▶ **Task goal**
The expected result is every line of the records, printed exactly.

▶ **Information**
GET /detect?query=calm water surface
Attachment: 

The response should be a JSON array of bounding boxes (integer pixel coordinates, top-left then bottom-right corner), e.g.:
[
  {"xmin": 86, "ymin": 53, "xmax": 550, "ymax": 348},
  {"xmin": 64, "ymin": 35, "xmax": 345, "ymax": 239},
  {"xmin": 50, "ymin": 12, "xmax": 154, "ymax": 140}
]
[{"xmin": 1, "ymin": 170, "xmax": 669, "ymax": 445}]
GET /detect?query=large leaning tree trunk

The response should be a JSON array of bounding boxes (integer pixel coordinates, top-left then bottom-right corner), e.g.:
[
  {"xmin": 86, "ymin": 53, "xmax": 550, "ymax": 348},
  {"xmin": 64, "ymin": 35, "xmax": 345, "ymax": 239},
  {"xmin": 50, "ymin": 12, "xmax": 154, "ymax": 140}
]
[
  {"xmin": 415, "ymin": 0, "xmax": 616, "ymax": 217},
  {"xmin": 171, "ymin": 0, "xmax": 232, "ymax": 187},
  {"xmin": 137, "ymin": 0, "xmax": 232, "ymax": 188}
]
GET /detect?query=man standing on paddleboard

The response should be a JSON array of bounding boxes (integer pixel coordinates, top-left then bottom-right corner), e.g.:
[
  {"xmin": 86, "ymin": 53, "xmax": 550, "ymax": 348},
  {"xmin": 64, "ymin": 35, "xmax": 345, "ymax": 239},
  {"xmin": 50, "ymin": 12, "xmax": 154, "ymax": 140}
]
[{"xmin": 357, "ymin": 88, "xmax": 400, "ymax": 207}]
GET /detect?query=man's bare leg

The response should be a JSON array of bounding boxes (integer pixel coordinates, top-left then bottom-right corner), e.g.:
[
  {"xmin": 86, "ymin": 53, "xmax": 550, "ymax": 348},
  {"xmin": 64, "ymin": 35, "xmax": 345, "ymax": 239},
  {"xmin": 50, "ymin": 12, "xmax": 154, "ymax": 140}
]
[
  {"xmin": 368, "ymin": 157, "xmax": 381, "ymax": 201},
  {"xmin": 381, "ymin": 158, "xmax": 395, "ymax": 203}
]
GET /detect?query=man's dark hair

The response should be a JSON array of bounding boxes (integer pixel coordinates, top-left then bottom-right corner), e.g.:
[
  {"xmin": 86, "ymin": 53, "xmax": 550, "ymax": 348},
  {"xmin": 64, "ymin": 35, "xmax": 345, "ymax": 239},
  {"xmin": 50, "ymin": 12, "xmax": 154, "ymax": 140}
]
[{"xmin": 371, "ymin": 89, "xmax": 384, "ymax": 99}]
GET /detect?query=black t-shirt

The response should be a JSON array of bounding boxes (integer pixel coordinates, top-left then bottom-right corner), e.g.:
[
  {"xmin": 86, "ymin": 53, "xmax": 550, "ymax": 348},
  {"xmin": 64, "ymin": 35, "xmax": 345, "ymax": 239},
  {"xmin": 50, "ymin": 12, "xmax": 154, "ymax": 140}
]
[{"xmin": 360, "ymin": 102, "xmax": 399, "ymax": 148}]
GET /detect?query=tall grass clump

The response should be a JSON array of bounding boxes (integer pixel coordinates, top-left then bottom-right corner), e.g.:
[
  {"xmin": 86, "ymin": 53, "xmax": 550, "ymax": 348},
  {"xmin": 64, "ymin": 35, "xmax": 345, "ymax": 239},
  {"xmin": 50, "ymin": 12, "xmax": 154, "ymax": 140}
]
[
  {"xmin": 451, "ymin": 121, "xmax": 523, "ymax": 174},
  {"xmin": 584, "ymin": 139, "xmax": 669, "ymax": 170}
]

▶ **Result of this task**
GET /detect?query=calm water surface
Attachment: 

The response should be a JSON array of bounding boxes (integer pixel coordinates, top-left then bottom-right corner), e.g.:
[
  {"xmin": 86, "ymin": 53, "xmax": 550, "ymax": 348},
  {"xmin": 64, "ymin": 35, "xmax": 345, "ymax": 239},
  {"xmin": 50, "ymin": 12, "xmax": 154, "ymax": 140}
]
[{"xmin": 1, "ymin": 170, "xmax": 669, "ymax": 445}]
GET /detect?query=large leaning tree trunk

The response should be a JSON array of bounding boxes (integer pixel coordinates, top-left then bottom-right corner), e.g.:
[
  {"xmin": 86, "ymin": 53, "xmax": 550, "ymax": 348},
  {"xmin": 64, "ymin": 35, "xmax": 345, "ymax": 239},
  {"xmin": 50, "ymin": 12, "xmax": 154, "ymax": 140}
]
[
  {"xmin": 415, "ymin": 0, "xmax": 616, "ymax": 217},
  {"xmin": 171, "ymin": 0, "xmax": 232, "ymax": 187},
  {"xmin": 137, "ymin": 0, "xmax": 232, "ymax": 188}
]
GET /detect?query=man standing on paddleboard

The response should be a JSON array of bounding boxes (integer pixel coordinates, top-left then bottom-right corner), e.g.:
[
  {"xmin": 86, "ymin": 53, "xmax": 550, "ymax": 348},
  {"xmin": 64, "ymin": 35, "xmax": 345, "ymax": 239},
  {"xmin": 50, "ymin": 12, "xmax": 154, "ymax": 140}
]
[{"xmin": 357, "ymin": 88, "xmax": 400, "ymax": 207}]
GET /detect?query=man's bare leg

The response should be a JSON array of bounding boxes (integer pixel coordinates, top-left then bottom-right corner), e.g.:
[
  {"xmin": 86, "ymin": 53, "xmax": 550, "ymax": 348},
  {"xmin": 64, "ymin": 35, "xmax": 345, "ymax": 239},
  {"xmin": 50, "ymin": 12, "xmax": 154, "ymax": 140}
]
[
  {"xmin": 368, "ymin": 157, "xmax": 381, "ymax": 201},
  {"xmin": 381, "ymin": 158, "xmax": 395, "ymax": 203}
]
GET /detect?query=man's dark hair

The response should be a JSON array of bounding boxes (integer pixel coordinates, top-left then bottom-right corner), e.g.:
[
  {"xmin": 86, "ymin": 53, "xmax": 550, "ymax": 348},
  {"xmin": 64, "ymin": 35, "xmax": 345, "ymax": 239},
  {"xmin": 50, "ymin": 12, "xmax": 154, "ymax": 140}
]
[{"xmin": 371, "ymin": 89, "xmax": 384, "ymax": 99}]
GET /detect?query=black t-shirt

The response should be a JSON array of bounding boxes (integer pixel coordinates, top-left then bottom-right corner), e.g.:
[
  {"xmin": 86, "ymin": 53, "xmax": 550, "ymax": 348},
  {"xmin": 64, "ymin": 35, "xmax": 345, "ymax": 239},
  {"xmin": 50, "ymin": 12, "xmax": 154, "ymax": 140}
]
[{"xmin": 360, "ymin": 102, "xmax": 399, "ymax": 148}]
GET /detect?query=tall grass clump

The response should be a JSON array of bounding boxes (integer pixel coordinates, top-left then bottom-right corner), e.g.:
[
  {"xmin": 86, "ymin": 53, "xmax": 550, "ymax": 348},
  {"xmin": 64, "ymin": 35, "xmax": 345, "ymax": 239},
  {"xmin": 50, "ymin": 12, "xmax": 154, "ymax": 140}
]
[
  {"xmin": 451, "ymin": 121, "xmax": 523, "ymax": 174},
  {"xmin": 584, "ymin": 139, "xmax": 669, "ymax": 170}
]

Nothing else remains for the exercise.